*Exercise details*. In the comment thread on short papers, do these statements agree with the text? Answer yes or no for each, and quote the deciding words. (a) Dan Janzen's paper "Yes?" appeared in Biotropica in 1978. (b) One comment says the published version of the paper was shorter. (c) The one-sentence proof from American Mathematical Monthly is free to download on JSTOR.

*Quoted passage*.
+ + + +
Papers motivating problems are, frankly, quite important and should be done more often.
Well, that way around it makes sense. But what you wrote here could have been written in the paper, so people like me would have understood it as well.
Yeah, it's definitely arguable. They clearly were trying to be cute with the paper. Though note that the published version of the paper was slightly longer (but without really enhancing its clarity).
My Favorite is Dan Janzen's paper "Yes?" that was published in Biotropica in 1978. Here it is in full:
Yes?
No.
Acknowledgments: This study was supported by NSF DEB77-04889,
and grew out of discussion with the Society for Historical Orations on Theory.
Daniel H. Janzen
Department of Biology,
University of Pennsylvania,
Philadelphia, Pennsylvania 19104, USA
In my opinion, it is clear the author simply copied that video, because not only is it the exact same set of papers, if memory serves (as I watched it only last week), it is in the exact same order, which is particularly determinative. Citation would be appropriate at the very least.
On a related note, I'm fond of this Mathoverflow answer, "Which math paper maximizes the ratio (importance)/(length)?"[1]
Highlights include:
1. A one-sentence proof published in American Mathematical Monthly that costs $19 to download on JSTOR,
2. The 8-page paper that introduced ζ (zeta) notation, two proofs of the ζ(s) L-function, several new methods in analytic and number theory, and (most famously) the Riemann Hypothesis,
3. Lebesque's paper introducing modern measure theory,
4. Elkies' paper proving the (titular) existence of infinitely many supersingular primes for every elliptic curve defined on the rationals.
+ + + +
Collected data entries
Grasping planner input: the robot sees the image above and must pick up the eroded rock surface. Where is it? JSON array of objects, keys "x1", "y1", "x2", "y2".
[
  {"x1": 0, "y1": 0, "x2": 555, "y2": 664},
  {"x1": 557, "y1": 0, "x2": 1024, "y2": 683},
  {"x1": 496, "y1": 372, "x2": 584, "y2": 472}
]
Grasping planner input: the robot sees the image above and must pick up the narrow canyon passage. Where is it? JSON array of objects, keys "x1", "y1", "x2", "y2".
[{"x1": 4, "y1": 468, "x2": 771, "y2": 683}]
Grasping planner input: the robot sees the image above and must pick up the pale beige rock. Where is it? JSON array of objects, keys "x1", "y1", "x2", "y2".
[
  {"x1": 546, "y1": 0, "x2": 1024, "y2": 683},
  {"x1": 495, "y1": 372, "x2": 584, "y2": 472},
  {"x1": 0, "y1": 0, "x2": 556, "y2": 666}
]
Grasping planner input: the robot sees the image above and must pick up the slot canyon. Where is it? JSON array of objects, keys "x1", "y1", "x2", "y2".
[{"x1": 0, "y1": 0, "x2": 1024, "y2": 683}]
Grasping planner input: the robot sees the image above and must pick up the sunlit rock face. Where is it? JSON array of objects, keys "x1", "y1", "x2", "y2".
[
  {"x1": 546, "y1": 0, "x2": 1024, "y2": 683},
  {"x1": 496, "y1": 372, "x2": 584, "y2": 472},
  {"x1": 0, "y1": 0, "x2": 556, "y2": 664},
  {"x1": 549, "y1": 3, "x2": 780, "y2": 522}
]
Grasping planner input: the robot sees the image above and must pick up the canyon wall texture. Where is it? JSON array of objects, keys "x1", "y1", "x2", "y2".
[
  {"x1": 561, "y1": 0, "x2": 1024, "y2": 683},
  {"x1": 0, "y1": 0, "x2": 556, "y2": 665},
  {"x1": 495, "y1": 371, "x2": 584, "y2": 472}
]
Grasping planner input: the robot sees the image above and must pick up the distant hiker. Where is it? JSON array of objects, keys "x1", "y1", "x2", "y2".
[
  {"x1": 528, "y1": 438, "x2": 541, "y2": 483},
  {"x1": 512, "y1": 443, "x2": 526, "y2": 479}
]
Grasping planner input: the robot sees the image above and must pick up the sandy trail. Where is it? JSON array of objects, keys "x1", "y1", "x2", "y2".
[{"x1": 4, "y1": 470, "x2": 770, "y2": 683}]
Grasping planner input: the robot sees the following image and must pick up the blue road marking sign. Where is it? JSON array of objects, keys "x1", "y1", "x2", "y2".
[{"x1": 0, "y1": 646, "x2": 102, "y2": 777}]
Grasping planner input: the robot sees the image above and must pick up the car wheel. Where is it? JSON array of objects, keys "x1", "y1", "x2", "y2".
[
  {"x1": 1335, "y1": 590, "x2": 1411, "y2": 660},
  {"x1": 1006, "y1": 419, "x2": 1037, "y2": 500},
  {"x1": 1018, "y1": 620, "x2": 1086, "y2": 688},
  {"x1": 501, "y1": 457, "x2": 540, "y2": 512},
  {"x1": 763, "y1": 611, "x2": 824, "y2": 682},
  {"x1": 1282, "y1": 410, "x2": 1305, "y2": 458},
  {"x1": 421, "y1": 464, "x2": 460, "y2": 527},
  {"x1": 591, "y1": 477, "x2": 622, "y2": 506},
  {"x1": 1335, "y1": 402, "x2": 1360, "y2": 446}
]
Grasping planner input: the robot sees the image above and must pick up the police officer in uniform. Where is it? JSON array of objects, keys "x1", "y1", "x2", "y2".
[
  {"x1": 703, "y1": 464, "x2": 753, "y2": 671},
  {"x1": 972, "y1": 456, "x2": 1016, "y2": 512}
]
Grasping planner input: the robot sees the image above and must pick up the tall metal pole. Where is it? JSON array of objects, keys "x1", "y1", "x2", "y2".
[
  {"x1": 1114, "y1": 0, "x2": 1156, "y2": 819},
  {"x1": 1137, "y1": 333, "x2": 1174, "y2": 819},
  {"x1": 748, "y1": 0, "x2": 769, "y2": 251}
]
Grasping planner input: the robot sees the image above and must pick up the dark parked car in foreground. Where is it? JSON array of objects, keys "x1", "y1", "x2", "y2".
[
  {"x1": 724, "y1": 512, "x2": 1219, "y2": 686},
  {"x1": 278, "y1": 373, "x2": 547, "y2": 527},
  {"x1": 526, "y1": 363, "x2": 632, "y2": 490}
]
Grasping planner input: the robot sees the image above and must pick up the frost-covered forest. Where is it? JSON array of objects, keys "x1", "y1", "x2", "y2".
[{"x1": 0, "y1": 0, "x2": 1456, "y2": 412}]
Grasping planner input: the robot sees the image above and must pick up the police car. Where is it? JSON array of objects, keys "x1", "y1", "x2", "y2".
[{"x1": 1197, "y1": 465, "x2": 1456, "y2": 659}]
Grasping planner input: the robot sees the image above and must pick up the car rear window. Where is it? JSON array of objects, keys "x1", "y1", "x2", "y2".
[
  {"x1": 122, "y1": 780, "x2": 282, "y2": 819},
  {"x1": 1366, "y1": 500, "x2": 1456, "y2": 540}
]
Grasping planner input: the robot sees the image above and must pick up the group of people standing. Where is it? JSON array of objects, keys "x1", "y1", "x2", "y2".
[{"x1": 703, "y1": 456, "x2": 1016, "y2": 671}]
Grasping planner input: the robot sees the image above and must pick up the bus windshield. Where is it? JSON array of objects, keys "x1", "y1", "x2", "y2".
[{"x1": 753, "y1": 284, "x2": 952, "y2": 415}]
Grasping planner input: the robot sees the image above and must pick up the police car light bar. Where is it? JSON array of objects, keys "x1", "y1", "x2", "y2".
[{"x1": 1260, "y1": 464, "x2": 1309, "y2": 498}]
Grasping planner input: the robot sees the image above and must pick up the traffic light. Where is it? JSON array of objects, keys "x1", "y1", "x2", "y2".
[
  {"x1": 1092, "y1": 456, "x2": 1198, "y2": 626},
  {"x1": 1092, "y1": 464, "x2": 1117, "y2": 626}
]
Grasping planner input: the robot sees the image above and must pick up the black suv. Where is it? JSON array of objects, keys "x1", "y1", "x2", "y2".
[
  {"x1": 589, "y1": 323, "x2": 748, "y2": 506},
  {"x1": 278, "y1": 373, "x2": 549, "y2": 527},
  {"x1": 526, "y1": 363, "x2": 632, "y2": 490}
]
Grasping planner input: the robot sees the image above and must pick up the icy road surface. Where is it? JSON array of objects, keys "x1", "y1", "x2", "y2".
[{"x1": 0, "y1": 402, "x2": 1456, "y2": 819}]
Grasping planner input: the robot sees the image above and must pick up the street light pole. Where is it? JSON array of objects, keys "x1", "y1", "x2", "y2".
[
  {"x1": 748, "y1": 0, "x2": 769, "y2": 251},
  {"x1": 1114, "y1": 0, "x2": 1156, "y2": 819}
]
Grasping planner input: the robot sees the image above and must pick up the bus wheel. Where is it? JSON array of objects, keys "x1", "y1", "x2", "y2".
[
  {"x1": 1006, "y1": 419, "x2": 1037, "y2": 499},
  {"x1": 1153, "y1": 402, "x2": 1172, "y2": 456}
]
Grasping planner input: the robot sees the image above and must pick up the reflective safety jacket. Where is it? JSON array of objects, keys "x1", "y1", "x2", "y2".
+ + + +
*Response below*.
(a) Yes: "published in Biotropica in 1978"
(b) No: "the published version of the paper was slightly longer"
(c) No: "costs $19 to download on JSTOR"